[Trabajo pendiente]
Por favor, escribe sin ningún cambio el pasaje del texto sobre la torre románica de la colegiata que va desde "Restos de la torre" hasta "de la ciudad.", ambos incluidos.
::: Extracto de página :::
Restos de la torre románica (con
ornamentación de jaqueado) que perteneció a una colegiata anterior mandada
edificar por el conde Ansúrez, fundador de la ciudad.
Planta de la iglesia de
la Colegiata de Santa María la Mayor (Valladolid). Pedro
Ansúrez no alcanzó se propósito de construir una gran colegiata en
Valladolid. Actualmente se conservan escasos restos de la obra románica y de su
etapa gótica.
A pesar de haber resultado muy alterada en
intervenciones posteriores a su construcción, esta torre-portada adquiere
importancia por el hecho de que sirvió como modelo a la hora de levantar la
esbelta y bien proporcionada torre de la Iglesia de Santa María de la Antigua,
así como las torres de San Martín de Valladolid, del Salvador de Simancas, de
San Esteban de Segovia, de Santa Eulalia de Paredes de Nava y de la parroquial
de Torremormojón (Palencia).
Los restos desmochados de la torre aparecen hoy
embutidos entre las ruinas de los pies del antiguo templo colegial. Fue
construida de sillería bien escuadrada. Sobre una línea de imposta con
decoración de ajedrezado, puede verse aún una ventana flanqueada por dos
columnillas empotradas, con sus basas de doble bocel y escocia, cuyos capiteles
muestran decoración fechable a comienzos del siglo XII. Sus cimacios no son
sino restos de la línea de imposta intermedia. En la esquina izquierda se
conserva la parte baja de un fuste, con basa ática de doble bocel y escocia,
colocada sobre un pequeño plinto. Desde los jardines de la Iglesia de la
Antigua puede apreciarse cómo sobresale la parte occidental de la torre, con
columnas acodilladas en las esquinas, ventana geminada con roscas de cuatro
filetes, e imposta en nacela de ajedrezado que rodeaba los cuatro lados. Hasta
la línea de imposta llegan los capiteles de las dos columnillas acodilladas que
flanquean las esquinas. En el lado septentrional pueden apreciarse aún las
roscas de la ventana geminada correspondiente.
::: Material proporcionado :::
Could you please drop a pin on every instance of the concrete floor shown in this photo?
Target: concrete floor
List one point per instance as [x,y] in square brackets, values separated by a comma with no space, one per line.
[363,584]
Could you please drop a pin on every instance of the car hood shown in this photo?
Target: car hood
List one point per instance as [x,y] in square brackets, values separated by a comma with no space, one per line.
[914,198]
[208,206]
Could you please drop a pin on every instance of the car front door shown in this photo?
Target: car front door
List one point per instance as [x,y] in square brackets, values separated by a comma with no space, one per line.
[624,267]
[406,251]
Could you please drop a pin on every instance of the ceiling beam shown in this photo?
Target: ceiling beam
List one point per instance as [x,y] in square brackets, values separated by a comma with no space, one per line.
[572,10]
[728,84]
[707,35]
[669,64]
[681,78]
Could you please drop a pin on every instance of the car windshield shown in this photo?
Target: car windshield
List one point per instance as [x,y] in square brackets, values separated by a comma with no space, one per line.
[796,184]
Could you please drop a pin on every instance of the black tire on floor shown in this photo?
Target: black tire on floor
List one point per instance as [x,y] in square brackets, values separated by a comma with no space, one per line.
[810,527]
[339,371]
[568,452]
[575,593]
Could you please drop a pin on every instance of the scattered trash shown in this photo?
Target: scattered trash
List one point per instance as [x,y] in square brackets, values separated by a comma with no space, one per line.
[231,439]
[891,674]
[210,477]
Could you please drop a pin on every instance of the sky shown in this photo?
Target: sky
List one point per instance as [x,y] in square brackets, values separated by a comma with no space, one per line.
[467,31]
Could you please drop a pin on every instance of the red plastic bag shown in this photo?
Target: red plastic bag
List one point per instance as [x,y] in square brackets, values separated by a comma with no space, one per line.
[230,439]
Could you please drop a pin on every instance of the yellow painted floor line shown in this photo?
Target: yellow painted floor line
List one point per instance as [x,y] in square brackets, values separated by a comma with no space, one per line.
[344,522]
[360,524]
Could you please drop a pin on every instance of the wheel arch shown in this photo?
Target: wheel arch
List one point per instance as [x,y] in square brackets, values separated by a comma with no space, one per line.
:::
[Respuesta completa]
Restos de la torre románica (con
ornamentación de jaqueado) que perteneció a una colegiata anterior mandada
edificar por el conde Ansúrez, fundador de la ciudad.